REQUEST:
Collect each line of the records below that contains the string "positive", treating uppercase and lowercase as different.
[Start of Attachment]
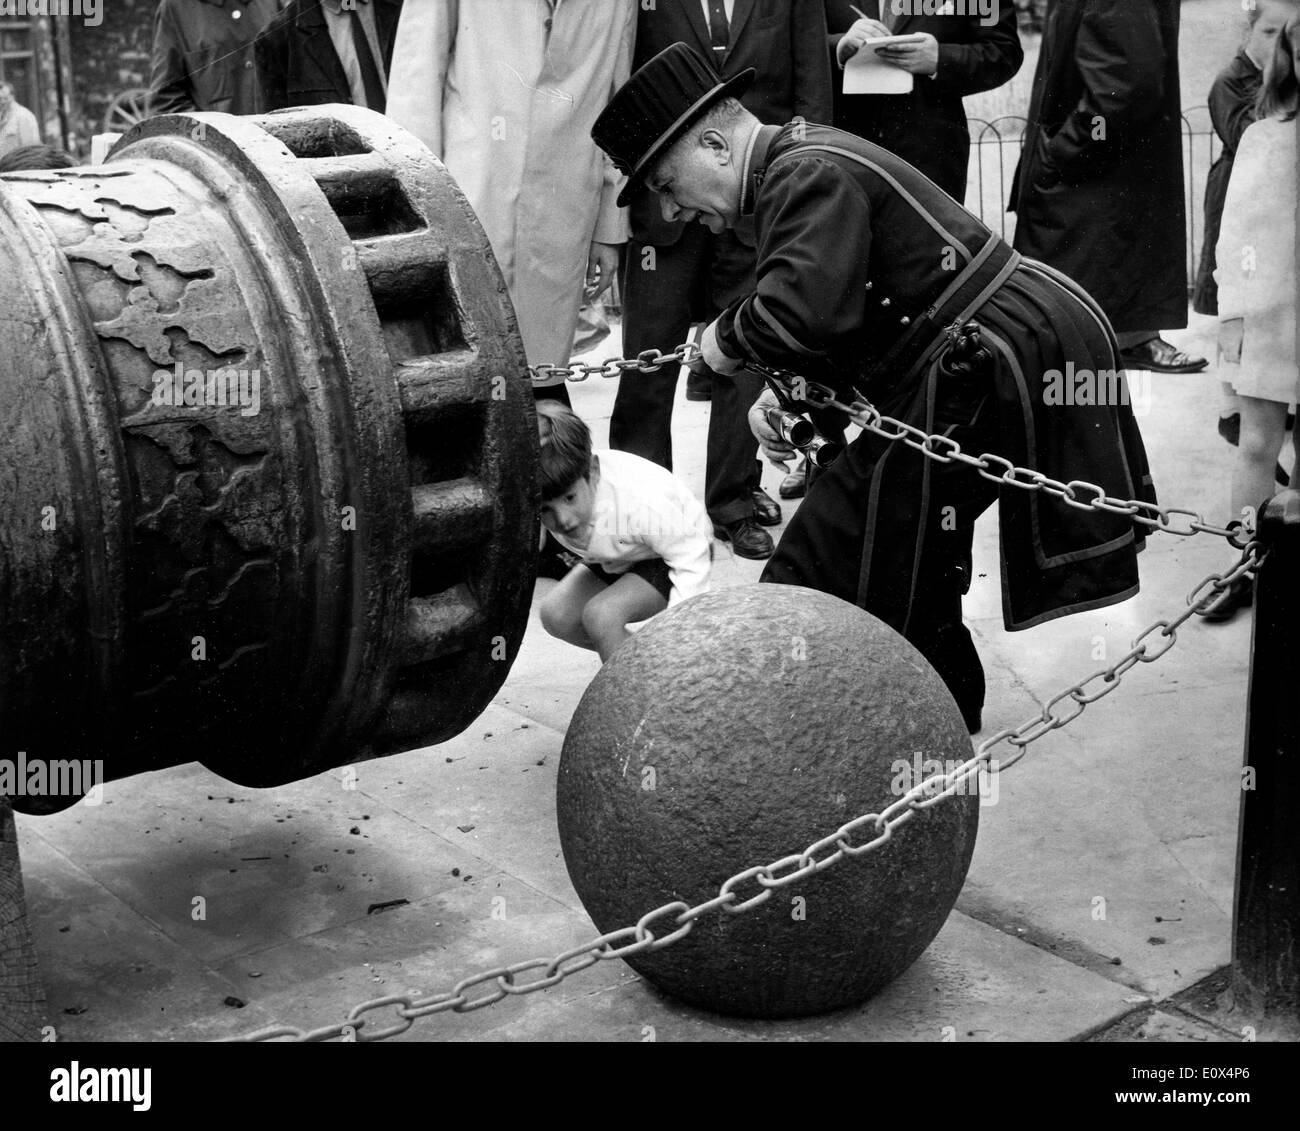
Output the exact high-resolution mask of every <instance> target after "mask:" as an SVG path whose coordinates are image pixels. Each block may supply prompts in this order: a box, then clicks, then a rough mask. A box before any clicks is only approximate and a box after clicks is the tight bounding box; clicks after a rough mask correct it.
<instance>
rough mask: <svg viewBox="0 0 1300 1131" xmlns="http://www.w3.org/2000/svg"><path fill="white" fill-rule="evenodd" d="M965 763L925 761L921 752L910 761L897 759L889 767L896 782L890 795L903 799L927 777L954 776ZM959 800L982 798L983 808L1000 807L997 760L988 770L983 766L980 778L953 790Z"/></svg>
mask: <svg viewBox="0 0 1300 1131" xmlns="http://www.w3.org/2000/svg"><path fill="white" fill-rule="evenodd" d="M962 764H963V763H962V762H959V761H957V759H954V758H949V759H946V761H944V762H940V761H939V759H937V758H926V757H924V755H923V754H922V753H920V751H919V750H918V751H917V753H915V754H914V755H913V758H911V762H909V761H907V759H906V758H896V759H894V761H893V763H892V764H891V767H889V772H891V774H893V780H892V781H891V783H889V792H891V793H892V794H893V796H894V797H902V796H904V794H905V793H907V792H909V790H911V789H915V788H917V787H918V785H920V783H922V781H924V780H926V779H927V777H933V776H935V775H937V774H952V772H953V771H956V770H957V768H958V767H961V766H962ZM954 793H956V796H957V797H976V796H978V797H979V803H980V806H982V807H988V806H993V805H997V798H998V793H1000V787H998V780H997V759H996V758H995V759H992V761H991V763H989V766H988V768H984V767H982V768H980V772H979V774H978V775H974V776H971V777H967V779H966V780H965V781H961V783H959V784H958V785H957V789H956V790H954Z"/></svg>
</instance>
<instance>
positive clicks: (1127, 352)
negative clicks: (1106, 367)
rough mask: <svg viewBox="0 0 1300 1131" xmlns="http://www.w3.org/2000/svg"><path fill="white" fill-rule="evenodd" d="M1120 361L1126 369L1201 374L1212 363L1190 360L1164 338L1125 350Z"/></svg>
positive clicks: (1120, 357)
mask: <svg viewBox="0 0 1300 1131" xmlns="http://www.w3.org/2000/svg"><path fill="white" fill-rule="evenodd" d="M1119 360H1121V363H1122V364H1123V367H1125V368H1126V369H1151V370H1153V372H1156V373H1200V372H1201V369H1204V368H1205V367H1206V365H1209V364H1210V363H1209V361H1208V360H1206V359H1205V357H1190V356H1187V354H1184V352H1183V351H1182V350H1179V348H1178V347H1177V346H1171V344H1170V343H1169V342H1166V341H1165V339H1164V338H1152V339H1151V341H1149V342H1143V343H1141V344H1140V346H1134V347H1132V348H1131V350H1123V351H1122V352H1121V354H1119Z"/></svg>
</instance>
[End of Attachment]
EXERCISE RESPONSE:
positive clicks: (1127, 352)
positive clicks: (1120, 357)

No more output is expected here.